▶ The task:
Take the entries that follow and return exactly the lines from the one holding "Each instance receives one point. Annotate the brown wood lower" through the one holding "Each instance receives one point. Annotate the doorway", both included. Nothing else is needed.

▶ Records provided:
=-=-=-=-=

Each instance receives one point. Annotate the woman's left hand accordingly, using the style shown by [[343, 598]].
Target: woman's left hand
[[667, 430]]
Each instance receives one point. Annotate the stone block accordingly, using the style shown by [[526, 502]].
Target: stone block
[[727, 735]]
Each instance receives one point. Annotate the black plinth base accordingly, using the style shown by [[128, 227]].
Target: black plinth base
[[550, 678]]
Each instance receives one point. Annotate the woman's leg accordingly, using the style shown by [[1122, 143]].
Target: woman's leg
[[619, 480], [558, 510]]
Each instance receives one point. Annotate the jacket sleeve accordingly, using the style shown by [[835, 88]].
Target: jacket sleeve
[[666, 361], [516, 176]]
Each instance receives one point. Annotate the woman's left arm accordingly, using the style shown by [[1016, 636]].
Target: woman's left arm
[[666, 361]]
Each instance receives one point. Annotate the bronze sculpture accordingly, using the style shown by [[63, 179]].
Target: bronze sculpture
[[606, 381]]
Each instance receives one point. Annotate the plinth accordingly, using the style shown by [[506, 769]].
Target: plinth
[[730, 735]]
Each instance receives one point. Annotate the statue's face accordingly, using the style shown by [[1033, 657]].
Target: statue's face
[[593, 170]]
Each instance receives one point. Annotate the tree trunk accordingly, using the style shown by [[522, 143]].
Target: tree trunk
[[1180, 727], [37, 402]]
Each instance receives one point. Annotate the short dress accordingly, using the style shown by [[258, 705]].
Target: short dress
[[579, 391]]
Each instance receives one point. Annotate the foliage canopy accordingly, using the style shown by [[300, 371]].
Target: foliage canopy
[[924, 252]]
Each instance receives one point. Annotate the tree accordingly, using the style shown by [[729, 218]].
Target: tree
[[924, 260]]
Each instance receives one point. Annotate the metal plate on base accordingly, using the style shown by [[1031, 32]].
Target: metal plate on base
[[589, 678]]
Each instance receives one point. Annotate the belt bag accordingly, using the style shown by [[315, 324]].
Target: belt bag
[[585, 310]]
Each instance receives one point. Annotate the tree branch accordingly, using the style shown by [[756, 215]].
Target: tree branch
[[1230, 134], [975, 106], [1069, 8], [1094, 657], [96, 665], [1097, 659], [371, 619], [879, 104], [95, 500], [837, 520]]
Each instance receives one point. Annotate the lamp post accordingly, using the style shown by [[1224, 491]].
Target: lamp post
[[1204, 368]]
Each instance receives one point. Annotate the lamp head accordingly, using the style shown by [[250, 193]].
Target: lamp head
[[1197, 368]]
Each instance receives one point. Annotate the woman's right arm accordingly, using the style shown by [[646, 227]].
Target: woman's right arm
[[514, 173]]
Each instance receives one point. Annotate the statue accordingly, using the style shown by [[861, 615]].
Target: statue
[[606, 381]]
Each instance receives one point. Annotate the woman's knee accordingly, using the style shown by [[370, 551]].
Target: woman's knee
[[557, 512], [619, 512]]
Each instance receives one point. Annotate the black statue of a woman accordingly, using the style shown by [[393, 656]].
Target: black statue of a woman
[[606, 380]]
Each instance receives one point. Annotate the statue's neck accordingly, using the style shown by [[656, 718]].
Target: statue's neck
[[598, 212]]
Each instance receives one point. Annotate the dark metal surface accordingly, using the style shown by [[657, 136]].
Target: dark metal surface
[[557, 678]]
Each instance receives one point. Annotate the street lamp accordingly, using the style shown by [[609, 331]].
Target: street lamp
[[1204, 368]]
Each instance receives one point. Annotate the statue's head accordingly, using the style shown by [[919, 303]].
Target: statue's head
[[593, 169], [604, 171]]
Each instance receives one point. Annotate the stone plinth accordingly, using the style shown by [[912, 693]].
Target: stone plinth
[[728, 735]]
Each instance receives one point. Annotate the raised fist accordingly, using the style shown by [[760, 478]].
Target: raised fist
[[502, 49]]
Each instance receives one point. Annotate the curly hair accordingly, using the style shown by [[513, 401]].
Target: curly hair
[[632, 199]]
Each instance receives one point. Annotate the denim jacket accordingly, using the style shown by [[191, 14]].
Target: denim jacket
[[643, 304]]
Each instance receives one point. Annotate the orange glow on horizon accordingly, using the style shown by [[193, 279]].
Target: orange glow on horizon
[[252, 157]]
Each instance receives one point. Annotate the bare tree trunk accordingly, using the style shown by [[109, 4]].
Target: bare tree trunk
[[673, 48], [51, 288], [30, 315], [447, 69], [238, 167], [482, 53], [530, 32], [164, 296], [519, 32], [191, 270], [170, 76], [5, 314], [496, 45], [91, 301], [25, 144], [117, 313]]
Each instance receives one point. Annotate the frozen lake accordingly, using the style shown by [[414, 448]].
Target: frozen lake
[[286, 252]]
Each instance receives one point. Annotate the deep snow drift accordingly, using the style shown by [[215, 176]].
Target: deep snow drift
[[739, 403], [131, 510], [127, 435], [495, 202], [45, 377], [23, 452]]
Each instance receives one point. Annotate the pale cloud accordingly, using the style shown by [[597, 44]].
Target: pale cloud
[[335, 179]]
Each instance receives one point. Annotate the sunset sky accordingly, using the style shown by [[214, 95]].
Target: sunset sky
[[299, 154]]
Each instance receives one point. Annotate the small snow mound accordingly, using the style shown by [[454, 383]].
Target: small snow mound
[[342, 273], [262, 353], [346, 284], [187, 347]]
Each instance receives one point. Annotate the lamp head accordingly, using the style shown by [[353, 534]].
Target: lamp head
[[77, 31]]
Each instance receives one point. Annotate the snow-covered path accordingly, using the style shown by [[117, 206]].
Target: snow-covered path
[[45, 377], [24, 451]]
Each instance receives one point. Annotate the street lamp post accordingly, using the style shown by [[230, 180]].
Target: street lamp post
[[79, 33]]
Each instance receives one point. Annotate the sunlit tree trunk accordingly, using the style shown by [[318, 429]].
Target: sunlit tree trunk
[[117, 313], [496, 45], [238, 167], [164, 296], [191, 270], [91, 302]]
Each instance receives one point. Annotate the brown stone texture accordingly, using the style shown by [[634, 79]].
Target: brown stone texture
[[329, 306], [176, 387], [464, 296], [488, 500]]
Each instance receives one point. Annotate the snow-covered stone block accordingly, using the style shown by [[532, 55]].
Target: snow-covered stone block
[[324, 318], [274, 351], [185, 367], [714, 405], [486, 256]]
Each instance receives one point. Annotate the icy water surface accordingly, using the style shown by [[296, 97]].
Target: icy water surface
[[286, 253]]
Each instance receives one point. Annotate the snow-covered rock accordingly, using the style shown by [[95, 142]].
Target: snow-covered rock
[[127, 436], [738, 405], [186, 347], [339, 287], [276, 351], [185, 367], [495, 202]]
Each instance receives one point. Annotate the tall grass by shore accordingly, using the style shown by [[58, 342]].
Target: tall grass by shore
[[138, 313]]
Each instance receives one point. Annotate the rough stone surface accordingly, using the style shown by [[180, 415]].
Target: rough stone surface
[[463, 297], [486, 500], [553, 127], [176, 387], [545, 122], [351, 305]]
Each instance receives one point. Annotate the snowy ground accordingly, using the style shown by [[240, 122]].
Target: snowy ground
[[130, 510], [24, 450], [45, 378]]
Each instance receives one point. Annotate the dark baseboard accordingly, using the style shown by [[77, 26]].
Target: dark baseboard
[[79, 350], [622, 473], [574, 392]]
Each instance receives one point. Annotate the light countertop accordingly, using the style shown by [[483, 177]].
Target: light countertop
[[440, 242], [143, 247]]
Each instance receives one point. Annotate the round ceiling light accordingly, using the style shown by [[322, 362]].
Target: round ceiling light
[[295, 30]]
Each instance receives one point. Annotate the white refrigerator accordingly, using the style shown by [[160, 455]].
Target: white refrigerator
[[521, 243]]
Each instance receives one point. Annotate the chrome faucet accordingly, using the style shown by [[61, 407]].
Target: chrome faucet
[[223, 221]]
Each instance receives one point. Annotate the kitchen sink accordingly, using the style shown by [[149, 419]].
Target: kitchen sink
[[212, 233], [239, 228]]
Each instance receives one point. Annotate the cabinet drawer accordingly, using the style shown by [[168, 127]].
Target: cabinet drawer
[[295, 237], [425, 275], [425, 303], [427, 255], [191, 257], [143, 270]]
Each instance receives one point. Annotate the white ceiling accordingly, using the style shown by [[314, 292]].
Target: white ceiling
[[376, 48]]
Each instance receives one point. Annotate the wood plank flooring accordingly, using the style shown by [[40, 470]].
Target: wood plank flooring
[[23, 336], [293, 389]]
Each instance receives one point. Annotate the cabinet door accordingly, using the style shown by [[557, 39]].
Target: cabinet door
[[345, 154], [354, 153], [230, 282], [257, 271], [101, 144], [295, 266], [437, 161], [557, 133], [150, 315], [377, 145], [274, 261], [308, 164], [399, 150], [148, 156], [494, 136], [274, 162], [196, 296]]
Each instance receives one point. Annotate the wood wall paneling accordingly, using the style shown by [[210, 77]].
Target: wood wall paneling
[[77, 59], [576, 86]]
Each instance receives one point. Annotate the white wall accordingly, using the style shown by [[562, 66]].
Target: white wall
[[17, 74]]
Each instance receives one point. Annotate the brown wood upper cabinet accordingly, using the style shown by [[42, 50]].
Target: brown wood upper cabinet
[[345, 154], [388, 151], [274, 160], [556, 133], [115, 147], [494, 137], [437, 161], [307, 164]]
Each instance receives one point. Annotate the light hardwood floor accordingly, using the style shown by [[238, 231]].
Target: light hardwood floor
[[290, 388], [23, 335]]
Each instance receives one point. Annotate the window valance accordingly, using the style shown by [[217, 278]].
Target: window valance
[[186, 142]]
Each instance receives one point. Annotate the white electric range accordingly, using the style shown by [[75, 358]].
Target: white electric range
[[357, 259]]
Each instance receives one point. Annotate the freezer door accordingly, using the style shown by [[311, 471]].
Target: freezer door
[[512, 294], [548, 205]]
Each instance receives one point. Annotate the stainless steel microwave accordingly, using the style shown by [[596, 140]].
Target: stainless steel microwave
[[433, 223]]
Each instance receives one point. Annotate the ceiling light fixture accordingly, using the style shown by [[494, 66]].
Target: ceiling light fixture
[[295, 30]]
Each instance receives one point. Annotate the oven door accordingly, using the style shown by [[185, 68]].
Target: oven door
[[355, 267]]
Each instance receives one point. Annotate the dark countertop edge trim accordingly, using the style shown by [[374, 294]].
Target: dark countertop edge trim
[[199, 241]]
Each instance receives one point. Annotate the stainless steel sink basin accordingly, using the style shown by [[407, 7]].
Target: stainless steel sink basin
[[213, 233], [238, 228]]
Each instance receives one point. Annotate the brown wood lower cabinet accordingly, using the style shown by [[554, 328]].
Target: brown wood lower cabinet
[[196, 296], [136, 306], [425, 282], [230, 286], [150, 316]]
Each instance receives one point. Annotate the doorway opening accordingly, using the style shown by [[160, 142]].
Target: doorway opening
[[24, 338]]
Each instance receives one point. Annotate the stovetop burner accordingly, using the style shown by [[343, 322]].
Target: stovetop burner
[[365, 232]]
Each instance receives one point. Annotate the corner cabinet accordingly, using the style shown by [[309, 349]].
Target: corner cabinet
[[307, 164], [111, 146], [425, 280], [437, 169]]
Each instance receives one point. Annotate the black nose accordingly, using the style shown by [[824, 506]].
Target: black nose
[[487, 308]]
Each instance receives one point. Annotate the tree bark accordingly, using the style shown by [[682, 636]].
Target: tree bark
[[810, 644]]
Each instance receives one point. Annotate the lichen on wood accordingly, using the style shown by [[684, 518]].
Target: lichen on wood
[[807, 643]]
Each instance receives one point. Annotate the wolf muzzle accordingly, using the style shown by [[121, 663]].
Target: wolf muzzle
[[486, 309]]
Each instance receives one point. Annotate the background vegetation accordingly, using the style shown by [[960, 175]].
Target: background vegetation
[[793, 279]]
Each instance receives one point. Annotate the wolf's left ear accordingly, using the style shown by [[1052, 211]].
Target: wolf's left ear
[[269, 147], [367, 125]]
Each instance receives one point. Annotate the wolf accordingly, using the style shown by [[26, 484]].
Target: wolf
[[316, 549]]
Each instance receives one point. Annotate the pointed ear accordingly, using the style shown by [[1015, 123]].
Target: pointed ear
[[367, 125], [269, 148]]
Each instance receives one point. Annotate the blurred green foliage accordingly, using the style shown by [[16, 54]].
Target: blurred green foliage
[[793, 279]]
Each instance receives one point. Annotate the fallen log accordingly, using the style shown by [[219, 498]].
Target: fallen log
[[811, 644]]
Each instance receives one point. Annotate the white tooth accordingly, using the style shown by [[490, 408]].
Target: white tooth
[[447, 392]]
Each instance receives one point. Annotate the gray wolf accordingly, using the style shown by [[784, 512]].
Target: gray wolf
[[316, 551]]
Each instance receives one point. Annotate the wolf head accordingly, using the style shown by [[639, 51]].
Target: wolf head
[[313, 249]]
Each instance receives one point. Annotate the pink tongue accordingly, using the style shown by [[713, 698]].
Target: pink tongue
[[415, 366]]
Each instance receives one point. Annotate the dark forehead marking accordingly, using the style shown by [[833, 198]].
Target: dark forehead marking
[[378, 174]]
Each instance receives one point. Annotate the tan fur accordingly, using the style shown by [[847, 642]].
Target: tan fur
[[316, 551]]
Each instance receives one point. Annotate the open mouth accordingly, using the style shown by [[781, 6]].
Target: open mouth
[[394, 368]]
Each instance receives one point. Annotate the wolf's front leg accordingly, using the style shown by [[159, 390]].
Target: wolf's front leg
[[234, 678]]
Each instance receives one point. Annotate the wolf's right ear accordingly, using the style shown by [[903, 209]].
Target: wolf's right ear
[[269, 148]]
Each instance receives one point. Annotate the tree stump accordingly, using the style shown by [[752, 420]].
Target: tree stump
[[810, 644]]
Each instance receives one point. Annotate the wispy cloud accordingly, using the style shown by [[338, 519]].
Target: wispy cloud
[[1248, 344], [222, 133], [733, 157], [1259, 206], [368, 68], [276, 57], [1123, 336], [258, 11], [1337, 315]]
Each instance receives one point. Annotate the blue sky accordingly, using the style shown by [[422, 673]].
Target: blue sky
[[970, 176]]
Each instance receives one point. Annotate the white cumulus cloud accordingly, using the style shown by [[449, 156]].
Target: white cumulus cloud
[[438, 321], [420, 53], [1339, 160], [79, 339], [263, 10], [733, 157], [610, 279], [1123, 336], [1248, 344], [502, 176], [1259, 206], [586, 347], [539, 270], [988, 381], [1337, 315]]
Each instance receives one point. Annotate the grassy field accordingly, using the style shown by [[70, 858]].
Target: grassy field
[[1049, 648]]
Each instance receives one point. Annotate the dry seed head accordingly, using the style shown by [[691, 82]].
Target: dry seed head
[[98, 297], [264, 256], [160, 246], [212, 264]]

=-=-=-=-=

▶ Answer section:
Each instance receives one point. Annotate the brown wood lower cabinet accordingly, using the style shown by [[554, 328]].
Target: brown wood lower cabinet
[[196, 296], [136, 306], [425, 282], [230, 286], [150, 316]]
Each instance receives one point. Annotate the doorway opening accordingly, using the style shown by [[160, 142]].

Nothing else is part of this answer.